**Exercise requirements**
Reproduce word for word the stretch of data from the line containing "query (the noun phrase to segment): guitar" through the line containing "Trace every instance of the guitar", with both of those lines included.

[Data items]

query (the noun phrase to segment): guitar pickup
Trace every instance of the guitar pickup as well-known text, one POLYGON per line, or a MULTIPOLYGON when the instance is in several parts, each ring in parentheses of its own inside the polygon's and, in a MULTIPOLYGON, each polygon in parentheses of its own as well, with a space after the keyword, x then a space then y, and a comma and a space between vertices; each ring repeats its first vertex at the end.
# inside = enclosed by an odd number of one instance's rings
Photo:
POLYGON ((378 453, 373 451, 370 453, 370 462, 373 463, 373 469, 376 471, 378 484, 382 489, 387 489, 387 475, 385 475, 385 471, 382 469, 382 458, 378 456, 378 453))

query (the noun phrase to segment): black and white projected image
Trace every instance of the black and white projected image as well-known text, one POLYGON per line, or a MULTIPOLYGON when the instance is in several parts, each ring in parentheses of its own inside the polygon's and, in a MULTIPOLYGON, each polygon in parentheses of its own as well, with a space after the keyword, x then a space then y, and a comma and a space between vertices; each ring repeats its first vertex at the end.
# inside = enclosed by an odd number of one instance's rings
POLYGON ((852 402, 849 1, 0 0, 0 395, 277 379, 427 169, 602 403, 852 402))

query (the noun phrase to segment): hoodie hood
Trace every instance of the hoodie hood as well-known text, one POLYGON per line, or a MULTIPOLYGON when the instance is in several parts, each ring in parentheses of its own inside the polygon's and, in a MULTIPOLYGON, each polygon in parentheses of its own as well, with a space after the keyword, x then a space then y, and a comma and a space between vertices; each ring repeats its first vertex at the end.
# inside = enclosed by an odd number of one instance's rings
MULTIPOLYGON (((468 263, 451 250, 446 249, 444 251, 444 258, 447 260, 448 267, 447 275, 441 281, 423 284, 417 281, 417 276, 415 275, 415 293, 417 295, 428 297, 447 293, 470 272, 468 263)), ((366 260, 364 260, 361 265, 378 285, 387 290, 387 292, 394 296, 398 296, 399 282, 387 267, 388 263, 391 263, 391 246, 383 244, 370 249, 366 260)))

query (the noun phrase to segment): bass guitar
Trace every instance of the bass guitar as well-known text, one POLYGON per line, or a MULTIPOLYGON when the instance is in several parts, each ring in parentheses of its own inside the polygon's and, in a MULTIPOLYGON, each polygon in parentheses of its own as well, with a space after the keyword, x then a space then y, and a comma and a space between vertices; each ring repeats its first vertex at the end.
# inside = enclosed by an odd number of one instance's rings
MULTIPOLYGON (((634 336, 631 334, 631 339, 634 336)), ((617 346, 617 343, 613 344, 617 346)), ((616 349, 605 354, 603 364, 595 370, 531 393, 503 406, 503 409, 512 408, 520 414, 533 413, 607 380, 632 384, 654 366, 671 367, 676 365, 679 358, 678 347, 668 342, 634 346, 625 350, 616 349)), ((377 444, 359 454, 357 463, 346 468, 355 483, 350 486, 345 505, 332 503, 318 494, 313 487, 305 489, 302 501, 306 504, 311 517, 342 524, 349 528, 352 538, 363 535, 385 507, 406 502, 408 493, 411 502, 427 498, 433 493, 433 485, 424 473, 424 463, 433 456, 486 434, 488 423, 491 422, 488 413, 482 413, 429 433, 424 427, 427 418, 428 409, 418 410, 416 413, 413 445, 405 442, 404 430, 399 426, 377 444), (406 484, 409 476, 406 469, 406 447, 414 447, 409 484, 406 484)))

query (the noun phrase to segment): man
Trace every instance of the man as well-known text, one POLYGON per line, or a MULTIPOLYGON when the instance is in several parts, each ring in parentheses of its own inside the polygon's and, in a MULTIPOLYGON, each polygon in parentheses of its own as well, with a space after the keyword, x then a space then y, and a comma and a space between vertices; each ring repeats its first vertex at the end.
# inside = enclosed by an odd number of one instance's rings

* * *

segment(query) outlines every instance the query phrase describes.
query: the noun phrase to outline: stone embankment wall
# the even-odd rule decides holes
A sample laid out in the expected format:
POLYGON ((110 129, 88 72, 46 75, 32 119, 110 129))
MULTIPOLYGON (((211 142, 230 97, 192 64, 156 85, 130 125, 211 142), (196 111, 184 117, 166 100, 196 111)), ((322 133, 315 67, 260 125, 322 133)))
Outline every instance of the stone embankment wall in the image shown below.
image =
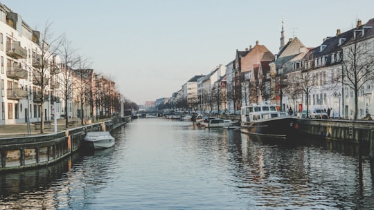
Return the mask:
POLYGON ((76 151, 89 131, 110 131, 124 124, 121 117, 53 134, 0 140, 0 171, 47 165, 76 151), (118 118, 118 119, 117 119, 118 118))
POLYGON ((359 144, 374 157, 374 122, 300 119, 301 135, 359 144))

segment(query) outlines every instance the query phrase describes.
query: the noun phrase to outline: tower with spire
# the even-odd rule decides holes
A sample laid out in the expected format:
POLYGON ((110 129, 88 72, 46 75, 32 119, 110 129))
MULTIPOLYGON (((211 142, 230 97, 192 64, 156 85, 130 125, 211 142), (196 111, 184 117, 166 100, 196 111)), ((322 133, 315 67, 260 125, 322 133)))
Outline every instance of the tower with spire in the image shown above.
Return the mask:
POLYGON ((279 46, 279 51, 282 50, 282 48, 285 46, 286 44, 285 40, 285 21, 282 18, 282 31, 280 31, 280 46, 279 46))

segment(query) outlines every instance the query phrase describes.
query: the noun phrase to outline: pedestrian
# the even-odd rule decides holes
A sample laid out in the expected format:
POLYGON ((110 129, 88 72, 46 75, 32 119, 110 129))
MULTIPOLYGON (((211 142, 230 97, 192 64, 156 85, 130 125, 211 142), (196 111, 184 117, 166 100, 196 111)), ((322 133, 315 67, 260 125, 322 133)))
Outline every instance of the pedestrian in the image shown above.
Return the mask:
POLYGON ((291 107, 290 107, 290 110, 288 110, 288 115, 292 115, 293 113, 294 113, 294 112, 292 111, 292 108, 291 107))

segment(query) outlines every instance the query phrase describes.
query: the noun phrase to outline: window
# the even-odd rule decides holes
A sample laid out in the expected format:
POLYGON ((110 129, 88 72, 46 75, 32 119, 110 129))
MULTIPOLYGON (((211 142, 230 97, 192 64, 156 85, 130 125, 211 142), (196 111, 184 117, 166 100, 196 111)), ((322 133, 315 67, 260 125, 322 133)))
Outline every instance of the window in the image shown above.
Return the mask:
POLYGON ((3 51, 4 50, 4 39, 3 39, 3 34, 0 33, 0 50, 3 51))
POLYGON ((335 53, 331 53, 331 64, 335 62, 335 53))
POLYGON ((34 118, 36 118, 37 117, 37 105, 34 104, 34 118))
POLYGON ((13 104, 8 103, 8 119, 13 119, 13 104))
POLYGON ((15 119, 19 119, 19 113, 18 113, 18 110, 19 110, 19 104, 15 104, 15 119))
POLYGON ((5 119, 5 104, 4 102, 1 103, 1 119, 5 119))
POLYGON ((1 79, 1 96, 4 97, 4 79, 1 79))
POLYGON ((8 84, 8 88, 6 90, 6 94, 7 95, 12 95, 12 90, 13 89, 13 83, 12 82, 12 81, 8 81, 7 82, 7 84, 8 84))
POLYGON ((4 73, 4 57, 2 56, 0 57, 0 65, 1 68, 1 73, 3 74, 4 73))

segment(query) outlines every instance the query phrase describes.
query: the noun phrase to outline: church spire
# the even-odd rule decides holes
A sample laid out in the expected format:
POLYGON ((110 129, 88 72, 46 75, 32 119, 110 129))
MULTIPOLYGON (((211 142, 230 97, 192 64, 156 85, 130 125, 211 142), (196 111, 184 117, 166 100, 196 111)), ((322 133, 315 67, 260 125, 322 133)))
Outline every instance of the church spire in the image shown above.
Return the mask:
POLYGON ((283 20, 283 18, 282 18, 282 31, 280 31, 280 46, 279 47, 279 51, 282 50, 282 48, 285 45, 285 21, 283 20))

**Answer**
query (the noun phrase to segment): guitar pickup
Trace every instance of the guitar pickup as well-known text, one POLYGON per line, or a MULTIPOLYGON when the instance is in several parts, each ring in parentheses of its own inside the polygon's and, in a MULTIPOLYGON, each polygon in parentheses of its own as well, with a space after the keyword, x then a space then y, and a comma and a space between vertices; each ring repeats its first vertex at the end.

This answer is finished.